• TASK GOAL:
Count the lines of the data below that contain the word "comb", and give only that number.

Dataset excerpts on object pointing
·····

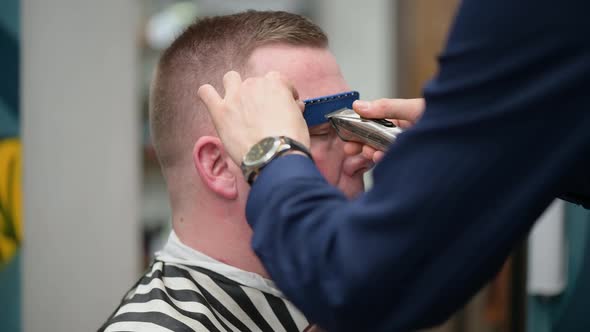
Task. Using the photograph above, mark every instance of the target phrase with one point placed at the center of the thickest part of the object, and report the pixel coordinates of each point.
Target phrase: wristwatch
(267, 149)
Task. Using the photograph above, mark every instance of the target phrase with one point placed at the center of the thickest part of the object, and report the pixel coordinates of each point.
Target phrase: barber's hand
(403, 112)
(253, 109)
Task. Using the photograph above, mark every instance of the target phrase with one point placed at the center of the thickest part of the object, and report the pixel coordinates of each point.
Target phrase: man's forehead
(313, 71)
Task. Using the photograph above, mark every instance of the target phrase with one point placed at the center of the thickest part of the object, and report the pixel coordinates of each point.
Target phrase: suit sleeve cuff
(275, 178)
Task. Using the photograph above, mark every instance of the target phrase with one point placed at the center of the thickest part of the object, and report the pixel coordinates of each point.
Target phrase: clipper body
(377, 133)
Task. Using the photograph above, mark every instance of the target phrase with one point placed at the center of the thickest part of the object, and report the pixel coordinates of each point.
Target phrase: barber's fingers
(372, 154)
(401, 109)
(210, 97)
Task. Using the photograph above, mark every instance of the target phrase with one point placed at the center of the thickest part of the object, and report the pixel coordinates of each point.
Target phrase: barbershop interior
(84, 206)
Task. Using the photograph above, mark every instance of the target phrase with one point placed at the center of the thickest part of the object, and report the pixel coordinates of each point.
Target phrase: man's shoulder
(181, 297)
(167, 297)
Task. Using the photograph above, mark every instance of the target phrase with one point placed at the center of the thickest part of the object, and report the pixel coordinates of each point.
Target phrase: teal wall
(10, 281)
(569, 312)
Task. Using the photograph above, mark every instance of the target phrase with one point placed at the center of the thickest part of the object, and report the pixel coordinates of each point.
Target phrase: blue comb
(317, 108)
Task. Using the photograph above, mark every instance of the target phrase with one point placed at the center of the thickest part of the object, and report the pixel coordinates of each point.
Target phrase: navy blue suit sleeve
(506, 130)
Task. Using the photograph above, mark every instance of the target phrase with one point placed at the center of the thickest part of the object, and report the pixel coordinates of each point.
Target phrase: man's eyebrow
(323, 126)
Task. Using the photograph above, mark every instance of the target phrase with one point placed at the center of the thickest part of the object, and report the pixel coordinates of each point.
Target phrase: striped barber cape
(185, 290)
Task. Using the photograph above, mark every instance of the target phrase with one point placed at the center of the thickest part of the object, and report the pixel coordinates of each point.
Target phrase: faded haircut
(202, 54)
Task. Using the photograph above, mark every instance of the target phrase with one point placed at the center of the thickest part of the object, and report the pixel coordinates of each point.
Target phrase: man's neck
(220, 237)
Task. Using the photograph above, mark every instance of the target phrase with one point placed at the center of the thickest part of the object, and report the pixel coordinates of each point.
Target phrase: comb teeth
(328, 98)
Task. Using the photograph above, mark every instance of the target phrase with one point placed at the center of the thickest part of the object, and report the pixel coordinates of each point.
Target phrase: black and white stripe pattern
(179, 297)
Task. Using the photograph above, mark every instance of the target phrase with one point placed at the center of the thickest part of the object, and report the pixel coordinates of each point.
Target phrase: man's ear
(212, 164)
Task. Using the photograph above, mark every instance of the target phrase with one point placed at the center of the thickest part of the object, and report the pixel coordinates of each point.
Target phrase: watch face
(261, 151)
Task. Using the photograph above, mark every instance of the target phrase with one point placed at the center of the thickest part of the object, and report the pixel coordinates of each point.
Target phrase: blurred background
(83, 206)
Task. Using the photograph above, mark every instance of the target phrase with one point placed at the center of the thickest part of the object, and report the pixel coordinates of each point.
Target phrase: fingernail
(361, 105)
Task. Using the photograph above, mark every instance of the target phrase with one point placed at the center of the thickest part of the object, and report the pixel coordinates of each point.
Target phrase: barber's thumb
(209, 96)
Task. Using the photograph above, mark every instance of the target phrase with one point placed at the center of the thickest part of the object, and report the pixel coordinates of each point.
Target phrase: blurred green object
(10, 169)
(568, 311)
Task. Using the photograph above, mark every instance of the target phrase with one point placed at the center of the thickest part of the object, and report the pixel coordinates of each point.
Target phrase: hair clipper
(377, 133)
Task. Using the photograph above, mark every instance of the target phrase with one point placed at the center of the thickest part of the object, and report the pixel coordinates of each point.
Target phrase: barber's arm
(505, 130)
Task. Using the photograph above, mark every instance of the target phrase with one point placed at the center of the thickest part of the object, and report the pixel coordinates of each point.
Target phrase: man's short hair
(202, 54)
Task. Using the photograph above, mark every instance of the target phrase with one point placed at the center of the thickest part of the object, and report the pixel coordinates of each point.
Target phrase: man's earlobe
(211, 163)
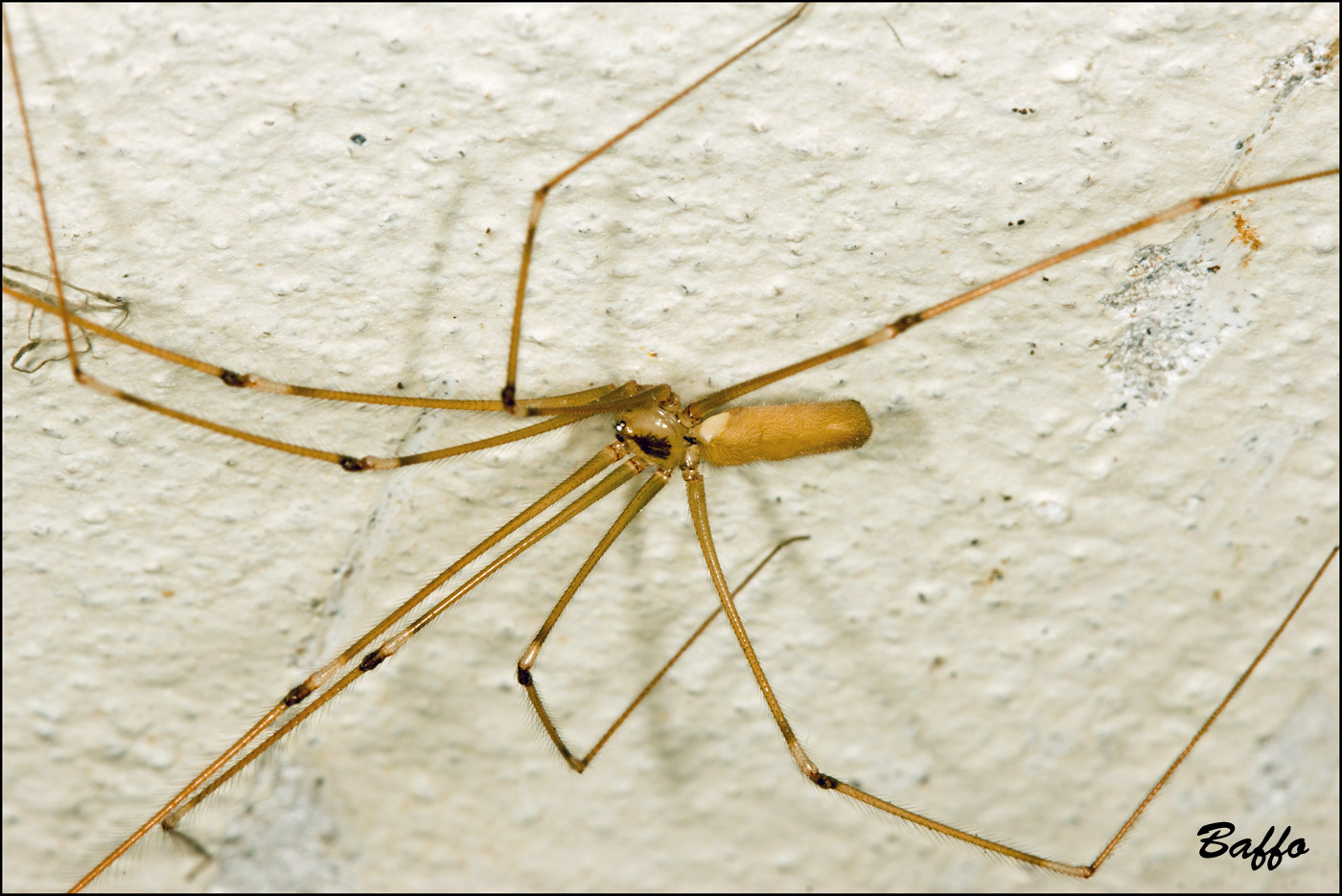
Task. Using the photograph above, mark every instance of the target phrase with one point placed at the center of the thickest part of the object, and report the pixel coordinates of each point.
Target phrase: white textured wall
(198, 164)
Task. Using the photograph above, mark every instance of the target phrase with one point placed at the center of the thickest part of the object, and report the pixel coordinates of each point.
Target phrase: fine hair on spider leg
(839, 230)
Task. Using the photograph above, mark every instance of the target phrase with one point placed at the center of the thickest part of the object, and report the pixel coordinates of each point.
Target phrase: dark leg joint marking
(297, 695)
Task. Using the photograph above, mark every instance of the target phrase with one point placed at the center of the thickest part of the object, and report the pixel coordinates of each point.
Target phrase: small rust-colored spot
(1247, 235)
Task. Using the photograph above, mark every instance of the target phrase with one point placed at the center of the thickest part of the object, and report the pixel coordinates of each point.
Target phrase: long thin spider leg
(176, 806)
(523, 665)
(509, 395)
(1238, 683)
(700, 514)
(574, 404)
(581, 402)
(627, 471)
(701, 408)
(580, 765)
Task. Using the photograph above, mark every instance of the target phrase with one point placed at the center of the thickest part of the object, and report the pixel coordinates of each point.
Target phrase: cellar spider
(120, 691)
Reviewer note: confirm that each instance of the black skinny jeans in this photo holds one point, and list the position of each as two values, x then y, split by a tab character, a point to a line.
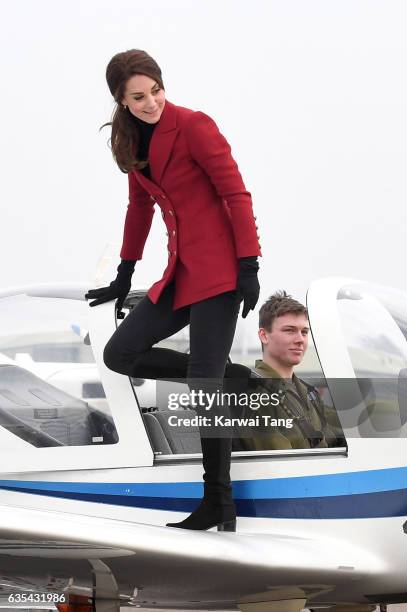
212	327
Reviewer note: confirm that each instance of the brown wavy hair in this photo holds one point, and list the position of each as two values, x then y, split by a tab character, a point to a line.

·····

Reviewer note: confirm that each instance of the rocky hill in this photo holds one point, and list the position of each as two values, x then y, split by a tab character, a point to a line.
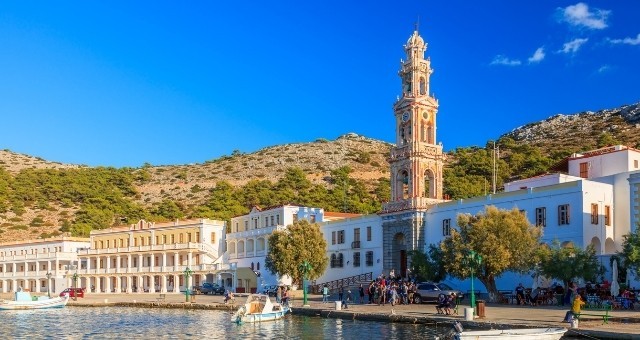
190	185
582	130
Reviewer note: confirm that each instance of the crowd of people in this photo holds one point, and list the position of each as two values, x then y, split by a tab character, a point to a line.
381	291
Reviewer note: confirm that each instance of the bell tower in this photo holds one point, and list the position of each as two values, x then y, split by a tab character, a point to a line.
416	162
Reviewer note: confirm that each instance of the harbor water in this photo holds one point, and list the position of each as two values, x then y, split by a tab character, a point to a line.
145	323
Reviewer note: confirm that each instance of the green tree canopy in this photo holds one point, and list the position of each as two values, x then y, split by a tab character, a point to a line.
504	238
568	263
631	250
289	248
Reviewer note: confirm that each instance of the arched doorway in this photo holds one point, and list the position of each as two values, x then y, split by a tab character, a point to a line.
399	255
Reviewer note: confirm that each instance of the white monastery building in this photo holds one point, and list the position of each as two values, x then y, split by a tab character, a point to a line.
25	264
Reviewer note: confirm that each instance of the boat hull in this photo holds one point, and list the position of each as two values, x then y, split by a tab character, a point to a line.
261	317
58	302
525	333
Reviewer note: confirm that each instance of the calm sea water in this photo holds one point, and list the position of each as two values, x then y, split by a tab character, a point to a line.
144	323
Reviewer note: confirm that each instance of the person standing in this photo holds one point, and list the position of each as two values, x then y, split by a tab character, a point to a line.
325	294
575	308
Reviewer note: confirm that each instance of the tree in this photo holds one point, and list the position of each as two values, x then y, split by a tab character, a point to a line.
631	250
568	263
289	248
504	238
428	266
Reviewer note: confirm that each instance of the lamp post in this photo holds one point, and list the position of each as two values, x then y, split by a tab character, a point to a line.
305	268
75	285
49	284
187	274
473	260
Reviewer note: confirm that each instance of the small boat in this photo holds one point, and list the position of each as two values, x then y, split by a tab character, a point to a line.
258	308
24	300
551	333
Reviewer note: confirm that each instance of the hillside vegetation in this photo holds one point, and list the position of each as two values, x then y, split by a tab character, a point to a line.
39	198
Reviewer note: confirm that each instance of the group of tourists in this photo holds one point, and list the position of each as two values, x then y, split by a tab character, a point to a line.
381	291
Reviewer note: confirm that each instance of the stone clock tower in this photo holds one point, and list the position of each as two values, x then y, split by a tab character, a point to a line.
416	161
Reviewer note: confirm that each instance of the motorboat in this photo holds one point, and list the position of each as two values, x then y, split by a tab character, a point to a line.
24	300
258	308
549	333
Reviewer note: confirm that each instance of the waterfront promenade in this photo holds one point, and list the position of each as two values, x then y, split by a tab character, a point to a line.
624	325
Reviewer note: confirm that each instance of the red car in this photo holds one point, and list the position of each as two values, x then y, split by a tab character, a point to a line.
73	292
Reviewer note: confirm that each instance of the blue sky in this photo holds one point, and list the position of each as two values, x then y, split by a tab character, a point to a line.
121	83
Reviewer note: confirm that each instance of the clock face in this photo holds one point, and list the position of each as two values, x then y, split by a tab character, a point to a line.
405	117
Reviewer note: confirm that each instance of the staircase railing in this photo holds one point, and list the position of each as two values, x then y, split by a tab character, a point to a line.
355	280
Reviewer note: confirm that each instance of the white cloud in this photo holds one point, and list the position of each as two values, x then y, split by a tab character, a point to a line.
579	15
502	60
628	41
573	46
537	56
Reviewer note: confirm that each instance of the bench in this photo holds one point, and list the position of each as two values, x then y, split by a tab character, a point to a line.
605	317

·····

• SOLUTION:
2